== EXTRACT ==
——————————

Lot Width Ordinance Re-instated!

As you know, there has been a lot of pressure from ‘unseen’ special interests who didn’t want this ordinance put back in.     A homeowner with deep pockets took the city to land court over the Lot Width Ordinance.     The judge voided out the ordinance over a technicality but made a clear statement that all the city had to do was remove some inconsistencies and the lot width measure could be easily put back in force.       Then the whisperers began to be heard and the simple fix didn’t happen.     

The Planning Board was told to not even bring the subject up.

But thanks to concerned citizens who watched with horror at the development at the corner of High & Woodland, the calls and letters have had a steady drumbeat affect at City Hall.

The Planning Board and the Planning Director were able to create an easy to understand ordinance with clear diagrams so costly uncertainties would be avoided.

The Planning & Development Committee did a fine job of vetting the issues and tonight was the result.

This is why I get so aggravated at the _____ __ ___ ___.      All you have to do is care a little and some good things can happen!

——————————

== DATASET EXTRACT ==
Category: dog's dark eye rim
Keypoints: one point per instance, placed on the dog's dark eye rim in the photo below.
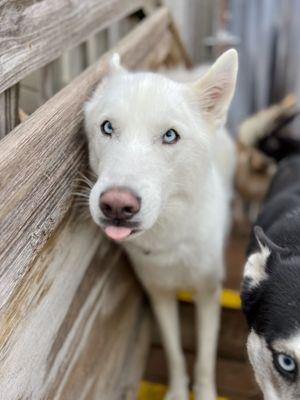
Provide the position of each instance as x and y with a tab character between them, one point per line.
171	136
277	360
107	128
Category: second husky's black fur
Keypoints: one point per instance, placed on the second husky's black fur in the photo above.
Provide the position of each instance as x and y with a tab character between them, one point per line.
272	307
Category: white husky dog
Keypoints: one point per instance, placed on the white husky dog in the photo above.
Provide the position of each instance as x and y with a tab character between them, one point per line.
164	165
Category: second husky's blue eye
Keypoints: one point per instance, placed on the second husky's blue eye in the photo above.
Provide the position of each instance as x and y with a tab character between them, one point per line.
107	128
285	364
170	137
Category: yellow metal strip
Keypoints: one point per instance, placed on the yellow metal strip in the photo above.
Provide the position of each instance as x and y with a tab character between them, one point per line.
156	391
229	298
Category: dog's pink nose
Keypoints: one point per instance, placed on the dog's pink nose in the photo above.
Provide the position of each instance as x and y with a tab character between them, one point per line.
119	203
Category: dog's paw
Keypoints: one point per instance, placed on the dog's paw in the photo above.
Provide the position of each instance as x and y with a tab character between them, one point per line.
177	395
205	393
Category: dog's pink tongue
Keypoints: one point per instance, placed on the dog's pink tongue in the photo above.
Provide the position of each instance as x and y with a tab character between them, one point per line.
117	232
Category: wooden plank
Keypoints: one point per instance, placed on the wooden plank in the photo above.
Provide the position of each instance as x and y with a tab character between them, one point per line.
37	33
40	158
157	391
9	117
232	338
77	326
235	379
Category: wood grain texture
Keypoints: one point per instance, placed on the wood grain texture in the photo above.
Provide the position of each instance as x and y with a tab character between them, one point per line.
77	326
9	117
40	159
34	33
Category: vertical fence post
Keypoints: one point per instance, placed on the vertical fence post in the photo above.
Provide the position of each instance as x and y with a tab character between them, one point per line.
9	116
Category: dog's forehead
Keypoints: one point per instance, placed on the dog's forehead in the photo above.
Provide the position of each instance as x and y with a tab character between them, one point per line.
273	306
153	91
289	345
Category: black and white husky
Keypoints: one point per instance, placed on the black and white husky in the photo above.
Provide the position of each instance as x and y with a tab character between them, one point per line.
164	165
271	287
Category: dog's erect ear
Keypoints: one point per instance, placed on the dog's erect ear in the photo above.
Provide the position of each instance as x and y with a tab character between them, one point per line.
264	241
216	88
114	65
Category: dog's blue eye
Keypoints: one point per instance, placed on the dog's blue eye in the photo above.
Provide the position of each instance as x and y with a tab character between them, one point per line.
170	137
107	128
285	364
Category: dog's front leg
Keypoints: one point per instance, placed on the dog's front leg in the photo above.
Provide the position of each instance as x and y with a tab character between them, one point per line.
166	310
207	316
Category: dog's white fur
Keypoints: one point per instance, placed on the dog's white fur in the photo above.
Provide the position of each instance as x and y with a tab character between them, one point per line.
185	190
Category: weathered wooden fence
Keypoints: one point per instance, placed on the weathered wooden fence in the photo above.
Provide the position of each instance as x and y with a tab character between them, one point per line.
73	320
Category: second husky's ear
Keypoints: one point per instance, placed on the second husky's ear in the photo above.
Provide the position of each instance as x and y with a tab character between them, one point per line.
216	88
114	65
264	241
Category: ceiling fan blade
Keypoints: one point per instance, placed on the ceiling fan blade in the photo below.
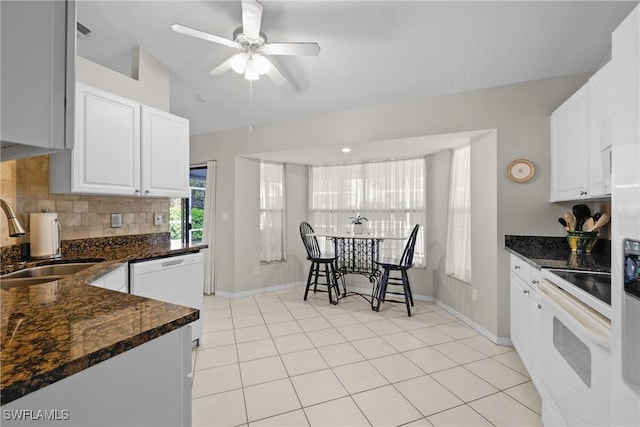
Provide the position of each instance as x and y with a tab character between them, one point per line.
275	75
202	35
302	48
222	68
251	18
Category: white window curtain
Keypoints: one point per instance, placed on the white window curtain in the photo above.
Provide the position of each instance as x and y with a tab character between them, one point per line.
272	212
390	194
458	256
208	229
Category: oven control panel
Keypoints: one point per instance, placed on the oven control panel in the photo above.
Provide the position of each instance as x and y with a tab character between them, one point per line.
632	267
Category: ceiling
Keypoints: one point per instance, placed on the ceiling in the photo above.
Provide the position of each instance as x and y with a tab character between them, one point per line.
372	52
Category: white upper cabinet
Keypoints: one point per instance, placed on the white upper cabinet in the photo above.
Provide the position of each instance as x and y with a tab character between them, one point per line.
165	154
37	76
569	148
581	142
600	132
122	148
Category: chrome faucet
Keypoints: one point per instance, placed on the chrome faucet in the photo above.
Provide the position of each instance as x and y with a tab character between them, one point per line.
15	228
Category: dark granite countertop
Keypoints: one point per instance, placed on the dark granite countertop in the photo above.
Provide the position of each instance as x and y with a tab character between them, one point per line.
53	330
554	252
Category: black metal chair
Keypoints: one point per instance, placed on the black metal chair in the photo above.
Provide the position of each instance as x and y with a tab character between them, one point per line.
397	266
317	258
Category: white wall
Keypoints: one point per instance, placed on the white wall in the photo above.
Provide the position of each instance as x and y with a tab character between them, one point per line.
149	85
519	113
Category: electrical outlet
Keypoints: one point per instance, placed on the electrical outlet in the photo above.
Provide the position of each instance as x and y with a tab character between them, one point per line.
116	220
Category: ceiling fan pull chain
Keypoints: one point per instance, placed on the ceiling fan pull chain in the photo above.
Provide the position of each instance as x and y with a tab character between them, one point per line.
250	105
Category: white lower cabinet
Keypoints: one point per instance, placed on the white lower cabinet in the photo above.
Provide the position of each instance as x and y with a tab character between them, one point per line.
149	385
525	314
122	148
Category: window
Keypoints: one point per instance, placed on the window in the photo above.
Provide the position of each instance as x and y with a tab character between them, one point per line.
391	194
186	215
272	202
458	256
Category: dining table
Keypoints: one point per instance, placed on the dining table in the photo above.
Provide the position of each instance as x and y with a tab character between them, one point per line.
356	253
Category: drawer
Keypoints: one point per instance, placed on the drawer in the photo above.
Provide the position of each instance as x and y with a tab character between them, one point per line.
521	268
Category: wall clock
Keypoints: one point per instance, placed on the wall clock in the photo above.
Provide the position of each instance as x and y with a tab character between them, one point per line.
520	170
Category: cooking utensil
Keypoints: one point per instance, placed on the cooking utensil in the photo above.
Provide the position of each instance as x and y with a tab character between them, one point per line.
588	225
564	223
581	212
604	219
570	219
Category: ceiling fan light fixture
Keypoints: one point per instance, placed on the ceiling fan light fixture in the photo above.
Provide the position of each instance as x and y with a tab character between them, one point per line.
239	62
260	64
251	73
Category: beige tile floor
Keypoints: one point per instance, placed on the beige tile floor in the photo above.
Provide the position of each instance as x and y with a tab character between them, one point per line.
276	360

——————————

== WORK TO COMPLETE ==
Please pick up the post on the Lot Width Ordinance after its final sentence and keep writing. The entries have nothing to do with the post on the Lot Width Ordinance.

== FINAL ANSWER ==
The only lone objection tonight was Councilor Jones who, when all was said and done, was actually railing against zoning.

In a sense he was right.      Back when Newburyport was a bustling mill town, no one was thinking of a pretty historic seaport.     So they took zoning that was more appropriate for suburbia and instituted it upon the city.      I guess they figured that eventually old Newburyport would go away and a nicely zoned urban center would replace it.    

As it stands now, 70% of homes in the Newburyport Historic District are in violation of zoning.      It’s a wonder that Ed Ramsdell and his ZBA team are not overrun to exhaustion whenever homeowners and developers are forced to come before them.      And it is costly.        It requires hiring architects and consultants and contractors and who ever else wants to jump on the splurging money, bandwagon to get past our boards and commissions.     

One of the benefits when the local historic district is expanded is the removal of guesswork.    The guidelines will save homeowners and developers huge savings by removing the uncertainty.    The less time they have to ‘guess’ what pleases the Planning Board and other commissions; the more money is jingling in their pockets. 

This night was a real win for Newburyport.        Thank you City Councilors.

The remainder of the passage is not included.